> 対象の文章:
▶
【ニュース・イギリス】大学入学方法に関する検討が進行中

 
英国大学協会(Universities UK:UUK)は、2019年7月22日に「公正な入試の再検討」を公表した。これは、大学進学課程の再検討によって、大学進学課程の運営が公正で透明性があり、学生の最善の利益になるよう実施されていることが保証されるであろう。その内容は、

  • 大学入学制度がどのように機能しているか、大学進学課程と関連する主な課題を突き止め、*無条件許可(unconditional offer)や*社会的背景を考慮した許可(contextual offer)などを含む入学許可を出す方法の証拠を集める。
  • 2004年に出された、高等教育での公平な入学許可に関する「*Schwartz principles」が現在も有効なのかどうかの評価を行う。
  • 合格者選抜に関する最も良い方法を推奨し、大学入学制度が進学希望者の最善の利益になるよう機能し、急速に変化する18歳以降の教育環境の目的と合致することを保証する変更案を提案する。

「公正な入学許可の再検討」の諮問グループは、*大学入試サービス(Universities and Colleges Admissions Service :UCAS)、学校、学生、大学の代表者で構成される。グループの勧告は、2020年春までに、最良の入学許可方法として英国中に公表される。

 
UUKのAlistair Jarvis会長は、以下のように述べた。

 
「この再検討は、大学入学許可に関する証拠と最も良い方法を確立し、大学入学許可に関する議論を広く知らしめ、異なるタイプの入学許可制度が学生の最善の利益になるのか、全進学希望者に対して公正なのかを決める。大学は、入学許可について独自の決定をし続けるが、この再検討は入学許可制度に関する透明性、信頼性、世間からの理解をさらなるレベルに引き上げる。」
◀
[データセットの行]
▶
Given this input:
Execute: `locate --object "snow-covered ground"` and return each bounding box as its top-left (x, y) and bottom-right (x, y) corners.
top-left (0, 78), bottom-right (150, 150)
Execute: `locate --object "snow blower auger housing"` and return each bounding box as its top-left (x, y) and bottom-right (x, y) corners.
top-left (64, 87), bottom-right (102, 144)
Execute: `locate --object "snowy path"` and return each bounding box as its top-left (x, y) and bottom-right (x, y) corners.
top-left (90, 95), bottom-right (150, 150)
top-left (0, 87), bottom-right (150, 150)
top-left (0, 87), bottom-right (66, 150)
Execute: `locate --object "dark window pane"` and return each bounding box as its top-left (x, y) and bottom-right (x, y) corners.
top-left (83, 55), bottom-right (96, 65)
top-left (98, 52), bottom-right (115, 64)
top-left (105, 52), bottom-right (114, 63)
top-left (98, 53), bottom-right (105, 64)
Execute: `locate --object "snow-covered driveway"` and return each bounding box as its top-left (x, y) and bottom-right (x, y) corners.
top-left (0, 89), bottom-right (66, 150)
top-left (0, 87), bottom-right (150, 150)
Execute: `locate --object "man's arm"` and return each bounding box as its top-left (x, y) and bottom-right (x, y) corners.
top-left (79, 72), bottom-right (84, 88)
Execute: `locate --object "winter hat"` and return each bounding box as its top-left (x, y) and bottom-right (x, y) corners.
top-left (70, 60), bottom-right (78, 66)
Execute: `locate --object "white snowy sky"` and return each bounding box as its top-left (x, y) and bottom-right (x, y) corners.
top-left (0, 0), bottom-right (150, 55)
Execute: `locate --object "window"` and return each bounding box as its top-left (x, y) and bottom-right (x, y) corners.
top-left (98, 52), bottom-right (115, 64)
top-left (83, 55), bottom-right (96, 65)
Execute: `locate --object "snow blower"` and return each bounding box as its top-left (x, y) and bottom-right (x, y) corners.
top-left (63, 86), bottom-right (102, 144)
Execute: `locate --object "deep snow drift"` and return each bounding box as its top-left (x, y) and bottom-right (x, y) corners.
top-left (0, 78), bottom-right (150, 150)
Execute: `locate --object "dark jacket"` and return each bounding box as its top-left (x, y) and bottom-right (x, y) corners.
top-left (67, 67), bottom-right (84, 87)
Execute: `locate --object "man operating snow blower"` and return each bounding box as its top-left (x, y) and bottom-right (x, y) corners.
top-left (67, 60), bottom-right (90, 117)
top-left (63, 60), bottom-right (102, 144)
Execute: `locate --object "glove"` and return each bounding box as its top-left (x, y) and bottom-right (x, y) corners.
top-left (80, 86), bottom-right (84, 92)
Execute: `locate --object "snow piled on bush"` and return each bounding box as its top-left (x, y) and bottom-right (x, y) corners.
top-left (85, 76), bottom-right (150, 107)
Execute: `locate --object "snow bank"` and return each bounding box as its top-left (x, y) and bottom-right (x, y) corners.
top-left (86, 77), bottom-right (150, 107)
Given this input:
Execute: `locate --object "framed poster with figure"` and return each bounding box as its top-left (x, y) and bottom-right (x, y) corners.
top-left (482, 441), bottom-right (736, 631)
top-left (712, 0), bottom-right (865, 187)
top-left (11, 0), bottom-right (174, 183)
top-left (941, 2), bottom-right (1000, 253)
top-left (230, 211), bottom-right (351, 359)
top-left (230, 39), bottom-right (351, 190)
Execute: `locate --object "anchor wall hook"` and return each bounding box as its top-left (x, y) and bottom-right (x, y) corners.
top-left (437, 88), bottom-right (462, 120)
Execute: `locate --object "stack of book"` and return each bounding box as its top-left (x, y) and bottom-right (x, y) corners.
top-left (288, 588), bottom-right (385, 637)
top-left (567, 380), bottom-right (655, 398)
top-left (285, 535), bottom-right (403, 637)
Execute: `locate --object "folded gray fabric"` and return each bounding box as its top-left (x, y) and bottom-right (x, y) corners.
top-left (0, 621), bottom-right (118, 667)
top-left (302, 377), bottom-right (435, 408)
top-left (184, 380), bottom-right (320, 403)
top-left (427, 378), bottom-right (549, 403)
◀
> 作業内容:
英国の大学入学方法の検討に関する記事を、一字一句変えずに最初から最後まで打ち直してください。 本文だけを手がかりにしてください。

> 回答:
【ニュース・イギリス】大学入学方法に関する検討が進行中

 
英国大学協会(Universities UK:UUK)は、2019年7月22日に「公正な入試の再検討」を公表した。これは、大学進学課程の再検討によって、大学進学課程の運営が公正で透明性があり、学生の最善の利益になるよう実施されていることが保証されるであろう。その内容は、

  • 大学入学制度がどのように機能しているか、大学進学課程と関連する主な課題を突き止め、*無条件許可(unconditional offer)や*社会的背景を考慮した許可(contextual offer)などを含む入学許可を出す方法の証拠を集める。
  • 2004年に出された、高等教育での公平な入学許可に関する「*Schwartz principles」が現在も有効なのかどうかの評価を行う。
  • 合格者選抜に関する最も良い方法を推奨し、大学入学制度が進学希望者の最善の利益になるよう機能し、急速に変化する18歳以降の教育環境の目的と合致することを保証する変更案を提案する。

「公正な入学許可の再検討」の諮問グループは、*大学入試サービス(Universities and Colleges Admissions Service :UCAS)、学校、学生、大学の代表者で構成される。グループの勧告は、2020年春までに、最良の入学許可方法として英国中に公表される。

 
UUKのAlistair Jarvis会長は、以下のように述べた。

 
「この再検討は、大学入学許可に関する証拠と最も良い方法を確立し、大学入学許可に関する議論を広く知らしめ、異なるタイプの入学許可制度が学生の最善の利益になるのか、全進学希望者に対して公正なのかを決める。大学は、入学許可について独自の決定をし続けるが、この再検討は入学許可制度に関する透明性、信頼性、世間からの理解をさらなるレベルに引き上げる。」